Aim. Transcribe each of the following items word for word, with no changes.

(Location identification items)
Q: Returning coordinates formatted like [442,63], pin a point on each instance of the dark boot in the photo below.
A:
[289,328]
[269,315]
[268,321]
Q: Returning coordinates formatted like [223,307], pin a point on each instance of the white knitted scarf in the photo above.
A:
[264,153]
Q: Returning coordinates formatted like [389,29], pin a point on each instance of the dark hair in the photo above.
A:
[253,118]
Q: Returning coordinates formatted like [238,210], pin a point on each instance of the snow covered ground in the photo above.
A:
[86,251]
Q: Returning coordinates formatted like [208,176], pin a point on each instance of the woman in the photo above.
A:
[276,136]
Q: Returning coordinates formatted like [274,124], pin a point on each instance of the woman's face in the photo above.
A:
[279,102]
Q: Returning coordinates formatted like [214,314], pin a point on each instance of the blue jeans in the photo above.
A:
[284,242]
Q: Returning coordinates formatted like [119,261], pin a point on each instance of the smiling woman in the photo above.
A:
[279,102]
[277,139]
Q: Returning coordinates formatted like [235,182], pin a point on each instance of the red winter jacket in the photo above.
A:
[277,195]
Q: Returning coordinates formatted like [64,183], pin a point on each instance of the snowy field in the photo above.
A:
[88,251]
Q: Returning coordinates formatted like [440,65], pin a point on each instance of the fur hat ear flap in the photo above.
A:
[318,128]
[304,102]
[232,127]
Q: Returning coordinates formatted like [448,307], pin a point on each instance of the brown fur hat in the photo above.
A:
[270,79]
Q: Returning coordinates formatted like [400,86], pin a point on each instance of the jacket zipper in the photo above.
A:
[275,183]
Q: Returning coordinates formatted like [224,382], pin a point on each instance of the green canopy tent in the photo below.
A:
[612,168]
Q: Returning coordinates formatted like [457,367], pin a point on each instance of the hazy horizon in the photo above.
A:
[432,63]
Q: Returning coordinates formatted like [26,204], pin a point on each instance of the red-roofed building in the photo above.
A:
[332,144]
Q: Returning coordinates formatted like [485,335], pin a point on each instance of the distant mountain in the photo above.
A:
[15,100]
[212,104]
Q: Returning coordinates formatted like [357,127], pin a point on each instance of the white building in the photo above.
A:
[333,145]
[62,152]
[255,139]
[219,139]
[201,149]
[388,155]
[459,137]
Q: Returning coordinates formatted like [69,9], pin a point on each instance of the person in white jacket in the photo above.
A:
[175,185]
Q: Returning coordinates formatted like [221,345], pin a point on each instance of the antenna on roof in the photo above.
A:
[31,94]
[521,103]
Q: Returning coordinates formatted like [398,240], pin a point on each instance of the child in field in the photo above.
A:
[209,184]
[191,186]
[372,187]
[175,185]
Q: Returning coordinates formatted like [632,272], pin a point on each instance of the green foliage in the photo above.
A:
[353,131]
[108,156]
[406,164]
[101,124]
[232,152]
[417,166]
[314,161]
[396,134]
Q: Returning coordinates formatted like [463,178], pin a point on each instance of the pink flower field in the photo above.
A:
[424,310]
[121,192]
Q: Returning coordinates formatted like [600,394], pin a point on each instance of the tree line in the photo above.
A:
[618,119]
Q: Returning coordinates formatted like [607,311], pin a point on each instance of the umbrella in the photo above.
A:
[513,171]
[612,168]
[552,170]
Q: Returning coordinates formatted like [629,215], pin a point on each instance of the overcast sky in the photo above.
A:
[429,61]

Correct output.
Q: Returning coordinates formatted like [442,63], pin a point on each instance of the dark boot in the photo below.
A:
[289,328]
[269,315]
[268,321]
Q: Returning coordinates formatted like [223,307], pin a point on each instance of the white knitted scarf in the photo above.
A:
[264,153]
Q: Returning coordinates formatted like [389,29], pin a point on each instance of the dark hair in the photo above.
A:
[253,118]
Q: Returning coordinates formatted like [238,210], pin a point on each instance of the snow covered ground in the photo above.
A:
[86,251]
Q: Returning coordinates formatted like [208,176], pin a point on each instance of the woman in the photo above.
A:
[276,136]
Q: Returning coordinates formatted like [274,124], pin a point on each instance of the woman's face in the photo above.
A:
[279,102]
Q: Returning coordinates formatted like [214,314], pin a point on each instance of the blue jeans in the photo above.
A:
[284,242]
Q: Returning coordinates formatted like [119,261], pin a point on each instance of the smiling woman in the photo above.
A:
[279,102]
[277,139]
Q: Returning coordinates formatted like [235,182], pin a point on each instance of the red winter jacket in the photo above.
A:
[277,195]
Q: Returning coordinates formatted like [64,183], pin a point on each instance of the snowy field in the photo above.
A:
[88,251]
Q: Returning coordinates formatted like [440,65], pin a point on each instance of the fur hat ear flap in the photo above.
A:
[318,128]
[304,102]
[232,127]
Q: Returning coordinates formatted like [448,307], pin a point on each instance of the brown fur hat in the photo above.
A:
[270,79]
Q: Returning coordinates formatted like [400,86], pin a point on each instance of the jacket zipper in the photo above.
A:
[275,183]
Q: Returning coordinates formatted like [224,382], pin a point on each instance of the green canopy tent in the photo below.
A:
[612,168]
Q: Returning coordinates formatted like [457,367], pin a point on each instance of the hazy horizon in the photo above.
A:
[432,63]
Q: Returning coordinates formatted like [26,204], pin a point on each instance of the red-roofed building in the photo above.
A:
[332,144]
Q: Returning coordinates formatted like [485,335], pin a point on each instance of the distant mountain in the photo above.
A:
[15,100]
[212,104]
Q: Returning coordinates formatted like [357,127], pin a point on each instance of the white building in the photo above.
A:
[333,145]
[62,152]
[255,139]
[219,139]
[201,149]
[388,155]
[459,137]
Q: Returning coordinates formatted like [69,9], pin a point on each instance of the person in white jacket in the photo above.
A:
[175,185]
Q: Returning coordinates formatted like [221,345], pin a point on each instance of the antenna on roof in the photo above.
A:
[31,94]
[521,103]
Q: Returning coordinates formatted like [398,240], pin a point on each instance of the child in field in the photo above.
A:
[209,184]
[191,186]
[372,187]
[175,185]
Q: Returning coordinates formatted like [632,272], pin a point on each instance of the green foliage in the photo above.
A:
[353,131]
[108,156]
[406,164]
[101,124]
[232,152]
[417,166]
[314,161]
[396,134]
Q: Returning coordinates formatted like [463,178], pin a point on each instance of the pink flower field in the photo above.
A:
[424,310]
[121,192]
Q: Returning coordinates formatted like [600,394], pin a point on each instance of the tree line in the photo above.
A:
[618,119]
Q: Returning coordinates formatted like [607,311], pin a point on each instance of the umbrella in the photo above.
A:
[513,171]
[612,168]
[552,170]
Q: Returning coordinates formatted like [629,215], pin a point on each instance of the overcast sky in the photo above.
A:
[429,61]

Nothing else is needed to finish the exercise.